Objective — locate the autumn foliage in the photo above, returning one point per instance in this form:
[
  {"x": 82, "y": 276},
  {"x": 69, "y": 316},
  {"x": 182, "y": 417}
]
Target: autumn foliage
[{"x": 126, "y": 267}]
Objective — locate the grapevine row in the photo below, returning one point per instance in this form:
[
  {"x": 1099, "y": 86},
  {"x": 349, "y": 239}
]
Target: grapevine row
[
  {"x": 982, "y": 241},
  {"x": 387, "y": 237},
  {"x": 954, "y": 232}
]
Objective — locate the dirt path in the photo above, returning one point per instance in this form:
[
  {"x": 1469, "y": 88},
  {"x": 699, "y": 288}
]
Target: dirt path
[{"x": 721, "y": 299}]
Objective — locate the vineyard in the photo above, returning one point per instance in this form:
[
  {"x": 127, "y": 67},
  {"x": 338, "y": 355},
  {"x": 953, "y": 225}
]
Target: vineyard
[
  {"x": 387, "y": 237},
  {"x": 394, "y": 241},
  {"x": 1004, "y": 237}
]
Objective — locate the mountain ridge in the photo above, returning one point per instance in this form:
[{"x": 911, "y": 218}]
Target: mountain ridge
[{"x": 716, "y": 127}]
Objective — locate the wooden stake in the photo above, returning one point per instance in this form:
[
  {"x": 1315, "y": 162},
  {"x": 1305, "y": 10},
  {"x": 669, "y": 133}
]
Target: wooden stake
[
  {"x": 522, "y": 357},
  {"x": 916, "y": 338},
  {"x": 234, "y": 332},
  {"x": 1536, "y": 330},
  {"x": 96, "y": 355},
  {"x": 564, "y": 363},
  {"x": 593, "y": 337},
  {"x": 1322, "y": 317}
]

◆ ◆ ◆ ◆ ◆ ◆ ◆

Reescribe todos los registros cambiando "Target" por "Label" cada vez que aparezca. No modifiques nada más.

RESULTADO:
Objective — locate the autumn foliage in the photo above, returning one point per instance in this form:
[
  {"x": 82, "y": 276},
  {"x": 69, "y": 316},
  {"x": 182, "y": 417}
]
Label: autumn foliage
[{"x": 126, "y": 267}]
Objective — locate the grapevine row in the photo below, returning one point per instance in this form:
[
  {"x": 1099, "y": 86},
  {"x": 349, "y": 239}
]
Label: grapevine row
[
  {"x": 982, "y": 241},
  {"x": 387, "y": 237},
  {"x": 954, "y": 232}
]
Objective — locate the dirt path in the photo above, returning one point per instance in this form:
[
  {"x": 1469, "y": 88},
  {"x": 699, "y": 288}
]
Label: dirt path
[{"x": 721, "y": 299}]
Objective — locate the vineyard in the photo above, returning one point per instance in this form:
[
  {"x": 127, "y": 67},
  {"x": 338, "y": 355},
  {"x": 953, "y": 225}
]
Label: vineyard
[
  {"x": 387, "y": 237},
  {"x": 394, "y": 241},
  {"x": 1004, "y": 237}
]
Objective — locate the mountain ridge in the photo above, returning one point per instance in this form:
[{"x": 911, "y": 218}]
Label: mountain ridge
[{"x": 716, "y": 127}]
Objective — locate the wooden stake in the photo above, returning one point per instance in this form:
[
  {"x": 1315, "y": 162},
  {"x": 1305, "y": 10},
  {"x": 669, "y": 133}
]
Label: wooden stake
[
  {"x": 522, "y": 357},
  {"x": 916, "y": 338},
  {"x": 234, "y": 332},
  {"x": 1536, "y": 330},
  {"x": 96, "y": 355},
  {"x": 564, "y": 363},
  {"x": 593, "y": 337},
  {"x": 1322, "y": 317}
]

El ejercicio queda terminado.